Which lines in the material below contain the string "green"? Copy each of them; case counts, so match capitalization.
START DATA EXCERPTS
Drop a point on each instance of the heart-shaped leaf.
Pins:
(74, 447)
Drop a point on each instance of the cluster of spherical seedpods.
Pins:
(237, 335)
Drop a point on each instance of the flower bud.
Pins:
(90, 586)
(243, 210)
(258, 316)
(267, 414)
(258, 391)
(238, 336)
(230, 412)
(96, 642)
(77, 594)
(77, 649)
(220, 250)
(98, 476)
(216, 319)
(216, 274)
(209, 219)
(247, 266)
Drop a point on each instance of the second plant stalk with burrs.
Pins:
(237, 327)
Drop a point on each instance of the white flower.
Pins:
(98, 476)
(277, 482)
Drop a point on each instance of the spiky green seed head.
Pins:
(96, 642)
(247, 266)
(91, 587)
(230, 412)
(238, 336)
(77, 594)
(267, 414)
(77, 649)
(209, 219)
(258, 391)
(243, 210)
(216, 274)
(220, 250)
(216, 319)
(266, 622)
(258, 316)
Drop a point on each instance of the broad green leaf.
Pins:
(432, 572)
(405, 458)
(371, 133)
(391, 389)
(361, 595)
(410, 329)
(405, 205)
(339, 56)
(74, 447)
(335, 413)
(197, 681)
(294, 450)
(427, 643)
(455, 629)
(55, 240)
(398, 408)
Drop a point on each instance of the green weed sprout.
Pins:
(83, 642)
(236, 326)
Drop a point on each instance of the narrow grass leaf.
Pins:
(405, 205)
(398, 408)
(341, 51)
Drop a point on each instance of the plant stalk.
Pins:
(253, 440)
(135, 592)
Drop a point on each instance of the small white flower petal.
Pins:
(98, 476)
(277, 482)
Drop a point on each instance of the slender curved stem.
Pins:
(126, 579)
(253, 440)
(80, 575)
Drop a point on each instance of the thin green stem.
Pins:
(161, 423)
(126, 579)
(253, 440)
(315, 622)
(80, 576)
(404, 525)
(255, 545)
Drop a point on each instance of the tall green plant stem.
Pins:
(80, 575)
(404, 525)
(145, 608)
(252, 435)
END DATA EXCERPTS
START DATA EXCERPTS
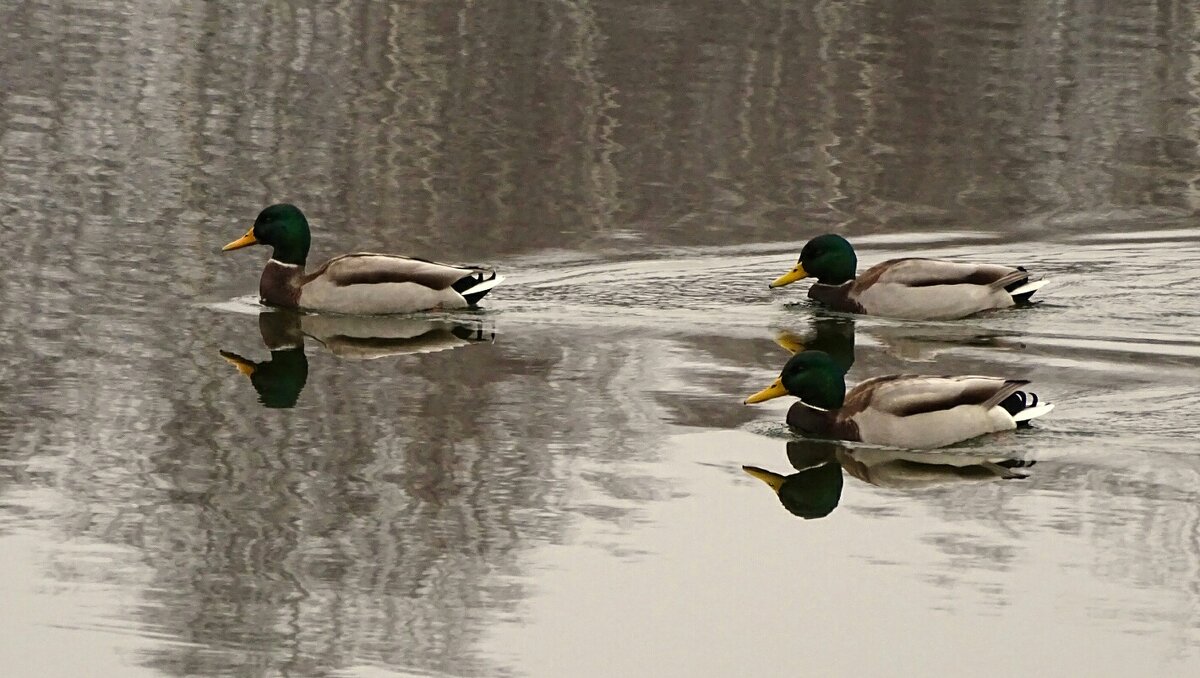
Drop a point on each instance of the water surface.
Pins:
END DATA EXCERPTS
START DATA EXCERPTS
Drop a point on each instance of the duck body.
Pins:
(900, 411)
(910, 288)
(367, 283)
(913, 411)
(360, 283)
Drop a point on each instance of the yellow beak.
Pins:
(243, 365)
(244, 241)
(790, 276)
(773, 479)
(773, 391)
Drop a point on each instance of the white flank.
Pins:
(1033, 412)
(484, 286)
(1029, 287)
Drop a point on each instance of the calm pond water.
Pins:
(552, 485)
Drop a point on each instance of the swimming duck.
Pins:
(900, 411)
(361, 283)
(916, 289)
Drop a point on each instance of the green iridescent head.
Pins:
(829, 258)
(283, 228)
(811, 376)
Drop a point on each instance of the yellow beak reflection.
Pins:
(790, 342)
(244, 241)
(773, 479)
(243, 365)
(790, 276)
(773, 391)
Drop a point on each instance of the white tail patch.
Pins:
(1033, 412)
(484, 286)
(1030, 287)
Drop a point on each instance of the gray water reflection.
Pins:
END DATA EXCERPTS
■ **REPLY TO THE TASK**:
Drop a point on each instance of the spiky green seed head.
Drop a point on each instance of the broad green leaf.
Drop a point on each instance of the green weed sprout.
Drop a point on each instance of the thin green stem.
Drop a point on each instance of the tall green plant stem.
Drop a point on each instance of the green iridescent head.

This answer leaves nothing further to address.